→ **STATED EXERCISE**
Copy out everything from the line containing "the clock face?" down to the line containing "[[[51,83],[51,77],[50,75],[46,75],[44,77],[44,84],[50,84]]]", both included, exactly as the lines stand in the records. Leave out the pictures.

→ **Entries from a dataset**
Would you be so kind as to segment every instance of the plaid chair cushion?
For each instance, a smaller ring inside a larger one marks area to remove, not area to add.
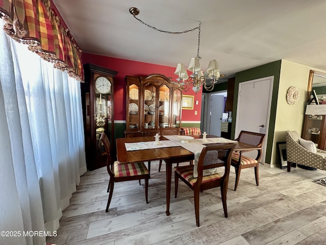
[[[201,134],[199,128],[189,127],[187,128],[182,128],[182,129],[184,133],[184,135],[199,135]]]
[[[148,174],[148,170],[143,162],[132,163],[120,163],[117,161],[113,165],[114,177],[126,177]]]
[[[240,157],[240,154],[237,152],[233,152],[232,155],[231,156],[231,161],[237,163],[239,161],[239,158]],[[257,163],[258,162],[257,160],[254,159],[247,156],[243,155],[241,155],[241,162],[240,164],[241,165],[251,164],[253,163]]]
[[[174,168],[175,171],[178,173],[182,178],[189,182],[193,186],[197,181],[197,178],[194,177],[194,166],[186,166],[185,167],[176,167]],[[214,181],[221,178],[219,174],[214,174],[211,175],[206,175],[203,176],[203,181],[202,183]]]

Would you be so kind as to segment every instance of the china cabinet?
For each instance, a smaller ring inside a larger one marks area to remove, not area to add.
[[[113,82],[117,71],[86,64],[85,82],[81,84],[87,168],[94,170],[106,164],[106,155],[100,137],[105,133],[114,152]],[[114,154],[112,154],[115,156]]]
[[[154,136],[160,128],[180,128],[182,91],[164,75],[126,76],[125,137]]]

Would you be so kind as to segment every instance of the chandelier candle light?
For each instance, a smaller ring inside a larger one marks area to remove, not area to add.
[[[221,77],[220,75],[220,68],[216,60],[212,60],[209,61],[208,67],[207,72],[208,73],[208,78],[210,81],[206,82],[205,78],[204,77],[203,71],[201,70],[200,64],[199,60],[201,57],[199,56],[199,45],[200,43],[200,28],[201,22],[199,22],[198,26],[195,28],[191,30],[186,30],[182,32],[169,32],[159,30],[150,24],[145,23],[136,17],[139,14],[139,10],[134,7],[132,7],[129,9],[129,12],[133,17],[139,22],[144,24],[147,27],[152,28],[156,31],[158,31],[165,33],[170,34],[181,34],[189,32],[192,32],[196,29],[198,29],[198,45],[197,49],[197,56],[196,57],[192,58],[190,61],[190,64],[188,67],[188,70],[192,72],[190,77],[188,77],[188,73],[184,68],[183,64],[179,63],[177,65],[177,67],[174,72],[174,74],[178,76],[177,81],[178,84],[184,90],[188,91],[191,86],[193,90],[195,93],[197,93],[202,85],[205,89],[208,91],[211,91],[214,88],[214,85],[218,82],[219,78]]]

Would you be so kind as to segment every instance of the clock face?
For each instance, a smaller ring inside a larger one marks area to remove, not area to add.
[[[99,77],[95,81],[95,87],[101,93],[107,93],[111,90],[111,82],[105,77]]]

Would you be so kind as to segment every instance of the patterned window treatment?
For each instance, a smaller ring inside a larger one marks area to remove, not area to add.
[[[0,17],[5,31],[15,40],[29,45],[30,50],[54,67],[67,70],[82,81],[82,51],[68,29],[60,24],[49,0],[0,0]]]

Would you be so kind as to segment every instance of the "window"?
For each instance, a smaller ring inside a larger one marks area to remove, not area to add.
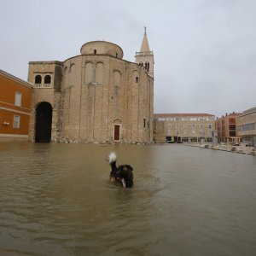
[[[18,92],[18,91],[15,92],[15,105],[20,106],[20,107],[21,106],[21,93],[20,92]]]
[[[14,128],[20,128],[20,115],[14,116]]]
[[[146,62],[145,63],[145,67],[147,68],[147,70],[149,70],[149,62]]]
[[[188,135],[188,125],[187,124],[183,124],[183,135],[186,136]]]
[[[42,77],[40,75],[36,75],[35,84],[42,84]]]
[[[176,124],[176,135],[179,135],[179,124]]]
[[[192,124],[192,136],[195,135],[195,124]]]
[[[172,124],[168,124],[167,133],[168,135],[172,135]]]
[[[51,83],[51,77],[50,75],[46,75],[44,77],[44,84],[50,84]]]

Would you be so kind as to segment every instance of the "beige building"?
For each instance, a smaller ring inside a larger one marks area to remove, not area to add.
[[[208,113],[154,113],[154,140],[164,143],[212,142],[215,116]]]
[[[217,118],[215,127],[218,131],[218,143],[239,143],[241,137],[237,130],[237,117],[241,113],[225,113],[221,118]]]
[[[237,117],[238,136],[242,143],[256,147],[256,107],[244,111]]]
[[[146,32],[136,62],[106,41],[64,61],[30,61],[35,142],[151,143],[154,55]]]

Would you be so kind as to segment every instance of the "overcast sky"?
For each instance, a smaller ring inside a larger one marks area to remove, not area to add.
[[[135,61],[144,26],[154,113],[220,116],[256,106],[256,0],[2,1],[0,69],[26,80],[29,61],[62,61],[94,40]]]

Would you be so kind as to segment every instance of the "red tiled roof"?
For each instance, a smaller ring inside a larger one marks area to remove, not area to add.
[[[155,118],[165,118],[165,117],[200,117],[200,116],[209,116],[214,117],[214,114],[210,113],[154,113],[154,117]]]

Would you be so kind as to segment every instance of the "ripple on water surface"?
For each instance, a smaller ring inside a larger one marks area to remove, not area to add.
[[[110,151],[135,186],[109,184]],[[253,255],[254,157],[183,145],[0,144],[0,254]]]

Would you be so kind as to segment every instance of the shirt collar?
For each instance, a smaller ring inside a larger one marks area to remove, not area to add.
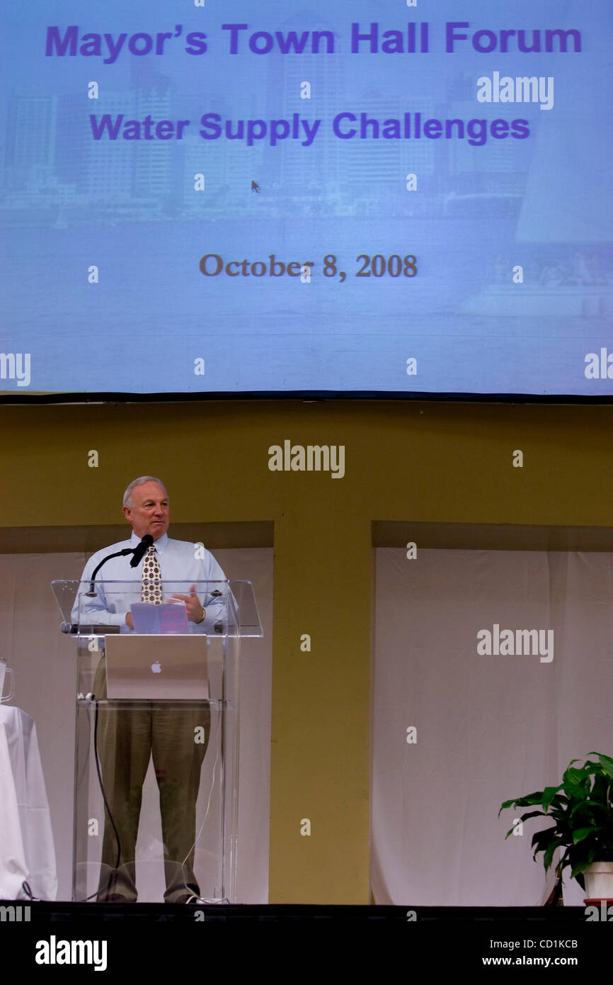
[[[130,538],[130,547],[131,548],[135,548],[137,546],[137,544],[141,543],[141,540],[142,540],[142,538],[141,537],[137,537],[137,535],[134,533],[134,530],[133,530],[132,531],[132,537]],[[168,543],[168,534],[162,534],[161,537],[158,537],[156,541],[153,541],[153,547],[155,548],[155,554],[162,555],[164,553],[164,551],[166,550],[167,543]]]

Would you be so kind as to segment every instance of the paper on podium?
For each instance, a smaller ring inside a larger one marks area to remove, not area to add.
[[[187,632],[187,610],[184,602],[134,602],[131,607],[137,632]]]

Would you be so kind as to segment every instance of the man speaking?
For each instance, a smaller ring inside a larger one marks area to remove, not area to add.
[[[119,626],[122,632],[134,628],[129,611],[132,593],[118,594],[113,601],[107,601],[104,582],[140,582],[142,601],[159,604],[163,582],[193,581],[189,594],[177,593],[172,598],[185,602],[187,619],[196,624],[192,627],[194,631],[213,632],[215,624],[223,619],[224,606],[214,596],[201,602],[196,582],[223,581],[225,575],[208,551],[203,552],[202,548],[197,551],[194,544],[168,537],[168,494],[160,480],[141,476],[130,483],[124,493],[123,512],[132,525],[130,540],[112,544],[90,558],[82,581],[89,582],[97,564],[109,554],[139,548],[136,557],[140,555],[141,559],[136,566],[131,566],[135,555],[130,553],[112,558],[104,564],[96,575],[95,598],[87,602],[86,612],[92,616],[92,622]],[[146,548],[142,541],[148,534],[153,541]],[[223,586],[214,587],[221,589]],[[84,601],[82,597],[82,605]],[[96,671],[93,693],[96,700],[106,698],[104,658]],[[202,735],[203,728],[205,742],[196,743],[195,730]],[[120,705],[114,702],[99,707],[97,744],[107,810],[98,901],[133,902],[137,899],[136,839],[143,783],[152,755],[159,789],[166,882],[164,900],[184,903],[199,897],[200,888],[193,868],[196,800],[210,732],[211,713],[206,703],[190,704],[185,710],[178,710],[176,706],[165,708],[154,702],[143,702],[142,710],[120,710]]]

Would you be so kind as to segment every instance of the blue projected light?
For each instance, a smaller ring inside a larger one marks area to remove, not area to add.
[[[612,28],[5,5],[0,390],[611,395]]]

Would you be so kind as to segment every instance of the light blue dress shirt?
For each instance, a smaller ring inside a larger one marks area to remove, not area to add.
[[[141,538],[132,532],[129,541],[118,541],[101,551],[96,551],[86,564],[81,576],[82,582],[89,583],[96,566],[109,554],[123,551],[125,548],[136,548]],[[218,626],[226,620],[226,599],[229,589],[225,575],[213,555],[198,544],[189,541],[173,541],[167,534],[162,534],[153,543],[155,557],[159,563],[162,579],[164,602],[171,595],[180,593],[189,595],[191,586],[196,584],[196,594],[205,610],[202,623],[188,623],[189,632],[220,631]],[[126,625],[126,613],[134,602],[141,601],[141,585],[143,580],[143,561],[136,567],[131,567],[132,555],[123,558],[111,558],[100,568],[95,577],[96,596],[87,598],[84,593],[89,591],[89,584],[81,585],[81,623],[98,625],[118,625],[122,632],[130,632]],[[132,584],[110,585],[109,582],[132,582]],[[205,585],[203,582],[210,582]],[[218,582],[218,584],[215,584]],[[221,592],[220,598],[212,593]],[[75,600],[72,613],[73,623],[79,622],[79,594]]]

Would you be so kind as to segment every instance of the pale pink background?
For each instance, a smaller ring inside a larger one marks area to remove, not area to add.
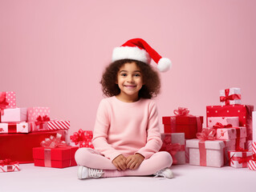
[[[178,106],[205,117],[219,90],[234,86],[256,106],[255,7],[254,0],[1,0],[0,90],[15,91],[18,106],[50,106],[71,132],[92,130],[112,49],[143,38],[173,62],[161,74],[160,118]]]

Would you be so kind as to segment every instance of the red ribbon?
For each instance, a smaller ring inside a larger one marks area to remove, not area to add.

→ **TASK RESPONSE**
Would you be so kind as to segment every instance of the clock face?
For each instance, a smaller ring inside a larger one marks area to remove, not area to add.
[[[99,77],[95,81],[95,87],[101,93],[107,93],[111,90],[111,82],[105,77]]]

Would you be so kind as to segment every instance of the patterned window treatment?
For each instance, a smaller ring inside a larger one marks area to remove, not area to add.
[[[0,17],[5,31],[15,40],[29,45],[30,50],[54,67],[67,70],[82,81],[82,51],[68,29],[60,24],[49,0],[0,0]]]

Would you be so kind as to segment every instance of the "window"?
For each instance, a smaller ring inside a larger one marks area to remove, not area to add.
[[[18,92],[18,91],[15,92],[15,105],[20,106],[20,107],[21,106],[21,93],[20,92]]]
[[[14,128],[20,128],[20,115],[14,116]]]
[[[146,62],[145,63],[145,67],[147,68],[147,70],[149,70],[149,62]]]
[[[188,135],[188,125],[187,124],[183,124],[183,135],[186,136]]]
[[[42,77],[40,75],[36,75],[35,84],[42,84]]]
[[[176,124],[176,135],[179,135],[179,124]]]
[[[192,124],[192,136],[195,135],[195,124]]]
[[[172,124],[168,124],[167,133],[168,135],[172,135]]]
[[[51,83],[51,77],[50,75],[46,75],[44,77],[44,84],[50,84]]]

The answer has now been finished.